(Record excerpts Opens)

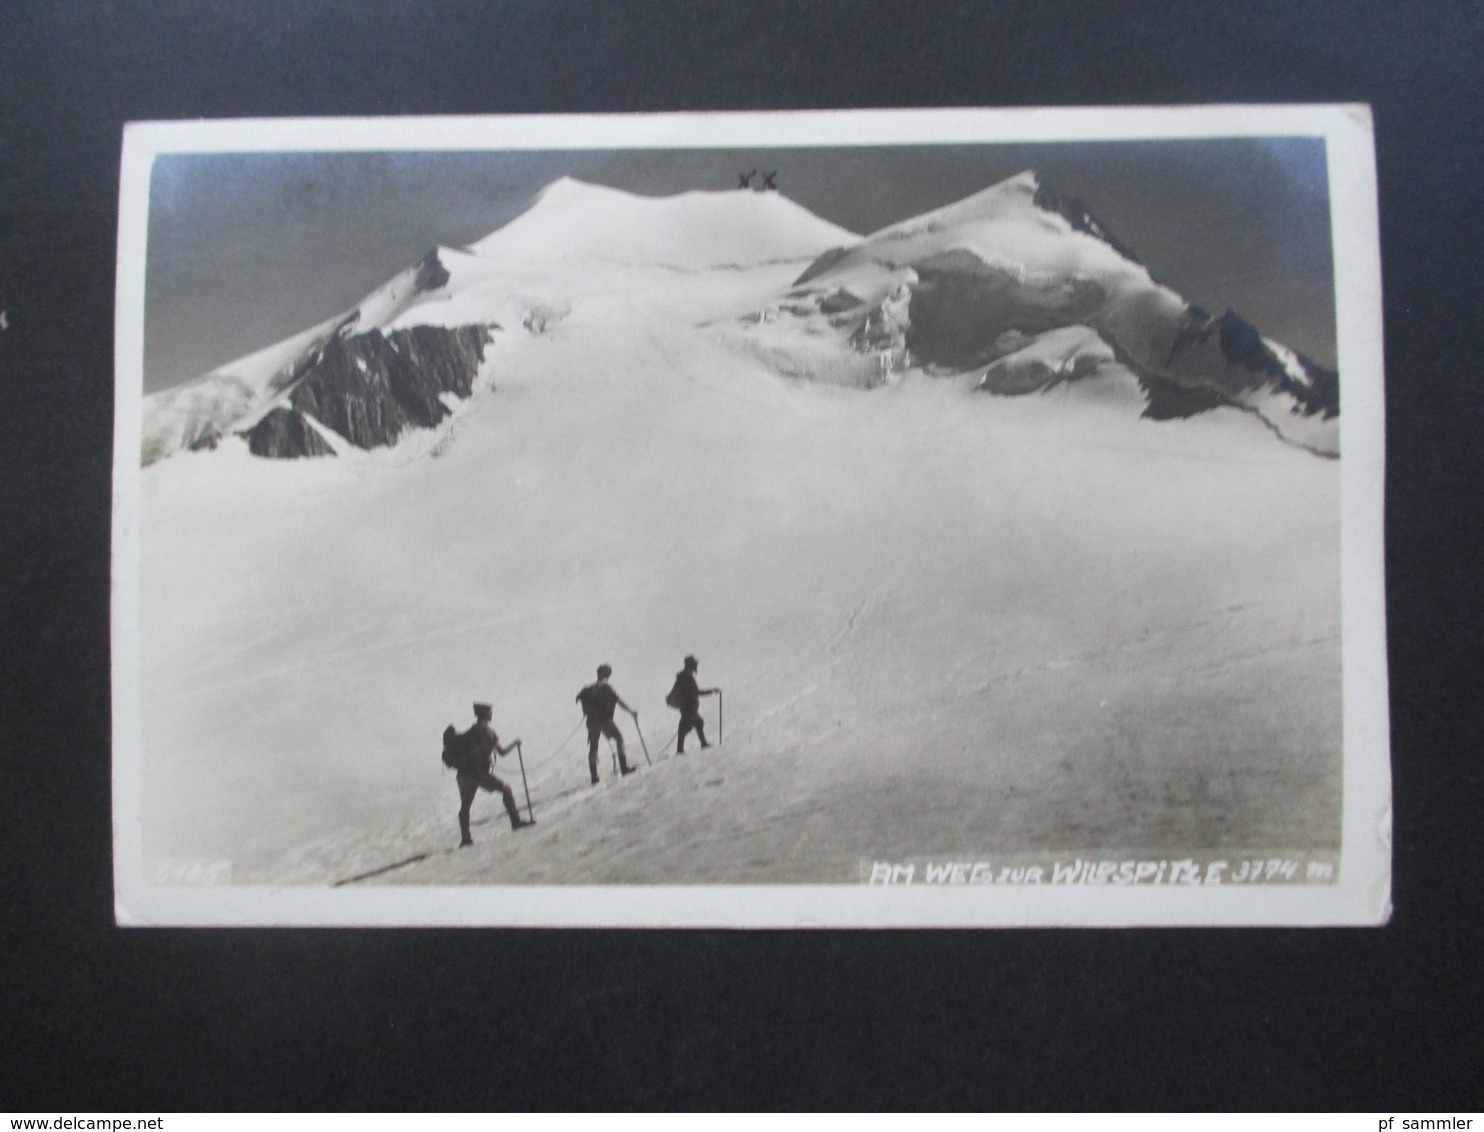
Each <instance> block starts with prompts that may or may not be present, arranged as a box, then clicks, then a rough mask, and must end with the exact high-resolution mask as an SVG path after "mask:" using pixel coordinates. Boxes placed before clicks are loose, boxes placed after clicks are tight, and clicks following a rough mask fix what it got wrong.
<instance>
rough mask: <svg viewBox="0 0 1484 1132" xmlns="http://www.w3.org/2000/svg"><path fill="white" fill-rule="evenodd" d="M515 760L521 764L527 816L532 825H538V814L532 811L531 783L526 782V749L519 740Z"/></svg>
mask: <svg viewBox="0 0 1484 1132" xmlns="http://www.w3.org/2000/svg"><path fill="white" fill-rule="evenodd" d="M515 758H516V760H518V761H519V764H521V785H522V786H524V788H525V816H527V817H530V819H531V825H536V812H534V810H533V809H531V783H530V782H527V780H525V749H524V748H522V746H521V740H519V739H516V740H515Z"/></svg>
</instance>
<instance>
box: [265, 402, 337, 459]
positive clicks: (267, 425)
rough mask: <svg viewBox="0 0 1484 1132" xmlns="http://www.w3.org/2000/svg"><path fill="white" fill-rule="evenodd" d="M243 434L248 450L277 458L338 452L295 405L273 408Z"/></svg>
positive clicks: (320, 454) (287, 457)
mask: <svg viewBox="0 0 1484 1132" xmlns="http://www.w3.org/2000/svg"><path fill="white" fill-rule="evenodd" d="M243 436H245V438H246V441H248V451H249V453H252V454H254V455H266V457H270V458H275V460H292V458H295V457H301V455H334V454H335V450H334V448H331V447H329V445H328V444H326V442H325V438H324V436H321V435H319V432H318V430H316V429H315V426H313V424H310V423H309V421H307V420H304V414H303V412H295V411H294V409H285V408H276V409H273V411H272V412H269V414H267V415H266V417H264V418H263V420H260V421H258V423H257V424H254V426H252V427H251V429H248V430H246V432H245V433H243Z"/></svg>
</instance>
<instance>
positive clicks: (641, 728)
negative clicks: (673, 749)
mask: <svg viewBox="0 0 1484 1132" xmlns="http://www.w3.org/2000/svg"><path fill="white" fill-rule="evenodd" d="M634 730H635V731H638V733H640V746H643V748H644V766H647V767H653V766H654V764H653V763H651V761H650V757H649V743H646V742H644V728H643V727H640V717H638V712H635V714H634Z"/></svg>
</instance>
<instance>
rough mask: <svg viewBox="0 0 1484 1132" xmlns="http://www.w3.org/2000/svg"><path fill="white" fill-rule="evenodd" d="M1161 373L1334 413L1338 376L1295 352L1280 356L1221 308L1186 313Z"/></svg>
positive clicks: (1248, 324) (1238, 392)
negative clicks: (1284, 401)
mask: <svg viewBox="0 0 1484 1132" xmlns="http://www.w3.org/2000/svg"><path fill="white" fill-rule="evenodd" d="M1163 372H1165V375H1168V377H1169V378H1171V380H1174V381H1178V383H1180V384H1186V386H1193V384H1202V386H1208V387H1211V389H1215V390H1217V392H1220V393H1223V395H1226V396H1230V398H1236V396H1239V395H1242V393H1247V392H1251V390H1257V389H1264V387H1266V389H1270V390H1272V392H1275V393H1281V395H1287V396H1290V398H1293V399H1294V402H1296V411H1297V412H1300V414H1303V415H1307V417H1315V415H1318V417H1322V418H1324V420H1328V418H1331V417H1334V415H1337V414H1339V411H1340V375H1339V374H1337V372H1334V371H1333V369H1325V368H1324V366H1322V365H1318V363H1316V362H1312V361H1310V359H1307V358H1304V356H1303V355H1301V353H1290V355H1288V358H1287V359H1285V358H1281V356H1279V355H1278V352H1276V350H1275V349H1273V347H1272V346H1270V344H1269V343H1267V341H1266V340H1264V338H1263V335H1261V334H1258V332H1257V329H1255V328H1254V326H1252V325H1251V323H1250V322H1247V320H1245V319H1242V317H1241V316H1239V315H1236V313H1235V312H1232V310H1227V312H1226V313H1224V315H1221V316H1220V317H1212V316H1211V315H1209V313H1206V312H1205V310H1202V309H1201V307H1198V306H1192V307H1190V309H1189V310H1187V313H1186V322H1184V325H1183V326H1181V328H1180V332H1178V334H1177V335H1175V343H1174V346H1172V347H1171V350H1169V359H1168V362H1166V363H1165V366H1163Z"/></svg>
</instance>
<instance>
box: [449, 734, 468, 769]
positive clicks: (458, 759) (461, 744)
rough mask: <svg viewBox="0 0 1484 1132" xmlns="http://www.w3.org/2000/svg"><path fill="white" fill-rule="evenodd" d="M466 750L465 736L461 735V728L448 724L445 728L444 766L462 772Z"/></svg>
mask: <svg viewBox="0 0 1484 1132" xmlns="http://www.w3.org/2000/svg"><path fill="white" fill-rule="evenodd" d="M466 748H467V745H466V743H464V740H463V736H462V734H459V728H457V727H454V725H453V724H448V725H447V727H445V728H444V766H445V767H448V769H450V770H460V769H462V767H463V763H464V754H466Z"/></svg>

(Record excerpts Closes)

When you retype the data above, match every line exactly and leave the pictures behind.

# Result
Each <instance> block starts with prompts that may or may not be present, arranged as a box, then clicks, then a rough mask, and must end with the exact high-resolution mask as an SVG path after "mask:" using pixel coordinates. Boxes placed before clicks are loose, boxes placed after clicks are tight, and clicks following a rough mask fix what it got wrong.
<instance>
rough mask: <svg viewBox="0 0 1484 1132" xmlns="http://www.w3.org/2000/svg"><path fill="white" fill-rule="evenodd" d="M515 760L521 764L527 816L532 825H538V814L532 811L531 783L526 782V749L519 740Z"/></svg>
mask: <svg viewBox="0 0 1484 1132" xmlns="http://www.w3.org/2000/svg"><path fill="white" fill-rule="evenodd" d="M515 758H516V760H518V761H519V764H521V785H522V786H524V788H525V816H527V817H530V819H531V825H536V812H534V810H533V809H531V783H530V782H527V780H525V749H524V748H522V746H521V740H519V739H516V740H515Z"/></svg>
</instance>
<instance>
box: [265, 402, 337, 459]
positive clicks: (267, 425)
rough mask: <svg viewBox="0 0 1484 1132" xmlns="http://www.w3.org/2000/svg"><path fill="white" fill-rule="evenodd" d="M243 434L248 450L277 458L338 452L295 405L273 408Z"/></svg>
positive clicks: (320, 454) (287, 457)
mask: <svg viewBox="0 0 1484 1132" xmlns="http://www.w3.org/2000/svg"><path fill="white" fill-rule="evenodd" d="M243 436H245V438H246V441H248V451H249V453H252V454H254V455H266V457H270V458H275V460H292V458H295V457H301V455H334V454H335V450H334V448H331V447H329V445H328V444H326V442H325V438H324V436H321V435H319V432H318V430H316V429H315V426H313V424H310V423H309V421H307V420H304V414H303V412H295V411H294V409H285V408H276V409H273V411H272V412H269V414H267V415H266V417H264V418H263V420H260V421H258V423H257V424H254V426H252V427H251V429H248V430H246V432H245V433H243Z"/></svg>
</instance>
<instance>
positive clicks: (641, 728)
negative clicks: (673, 749)
mask: <svg viewBox="0 0 1484 1132" xmlns="http://www.w3.org/2000/svg"><path fill="white" fill-rule="evenodd" d="M634 730H635V731H638V733H640V746H643V748H644V766H647V767H653V766H654V764H653V763H651V761H650V757H649V743H646V742H644V728H643V727H640V717H638V712H635V714H634Z"/></svg>
</instance>
<instance>
rough mask: <svg viewBox="0 0 1484 1132" xmlns="http://www.w3.org/2000/svg"><path fill="white" fill-rule="evenodd" d="M1161 373L1334 413L1338 376L1295 352L1280 356L1221 308L1186 313Z"/></svg>
positive clicks: (1248, 324) (1238, 392)
negative clicks: (1284, 401)
mask: <svg viewBox="0 0 1484 1132" xmlns="http://www.w3.org/2000/svg"><path fill="white" fill-rule="evenodd" d="M1163 372H1165V375H1168V377H1169V378H1171V380H1174V381H1178V383H1180V384H1186V386H1193V384H1202V386H1208V387H1211V389H1215V390H1217V392H1220V393H1223V395H1226V396H1230V398H1236V396H1239V395H1242V393H1247V392H1251V390H1257V389H1264V387H1266V389H1270V390H1272V392H1275V393H1281V395H1287V396H1290V398H1293V399H1294V402H1296V411H1297V412H1300V414H1303V415H1307V417H1315V415H1318V417H1322V418H1324V420H1328V418H1331V417H1334V415H1337V414H1339V411H1340V375H1339V374H1337V372H1334V371H1333V369H1325V368H1324V366H1322V365H1318V363H1316V362H1312V361H1310V359H1307V358H1304V356H1303V355H1301V353H1290V355H1288V358H1287V359H1285V358H1281V356H1279V355H1278V352H1276V350H1275V349H1273V347H1272V346H1270V344H1269V343H1267V341H1266V340H1264V338H1263V335H1261V334H1258V332H1257V329H1255V328H1254V326H1252V325H1251V323H1250V322H1247V320H1245V319H1242V317H1241V316H1239V315H1236V313H1235V312H1232V310H1227V312H1226V313H1224V315H1221V316H1220V317H1212V316H1211V315H1209V313H1206V312H1205V310H1202V309H1201V307H1198V306H1192V307H1190V309H1189V310H1187V313H1186V322H1184V325H1183V326H1181V328H1180V332H1178V334H1177V335H1175V343H1174V346H1172V347H1171V350H1169V359H1168V362H1166V363H1165V366H1163Z"/></svg>
</instance>
<instance>
box: [449, 734, 468, 769]
positive clicks: (458, 759) (461, 744)
rough mask: <svg viewBox="0 0 1484 1132" xmlns="http://www.w3.org/2000/svg"><path fill="white" fill-rule="evenodd" d="M466 750L465 736L461 735V728L448 724L445 728L444 766L462 772Z"/></svg>
mask: <svg viewBox="0 0 1484 1132" xmlns="http://www.w3.org/2000/svg"><path fill="white" fill-rule="evenodd" d="M466 748H467V745H466V743H464V740H463V736H462V734H459V728H457V727H454V725H453V724H448V725H447V727H445V728H444V766H445V767H448V769H450V770H460V769H462V767H463V763H464V754H466Z"/></svg>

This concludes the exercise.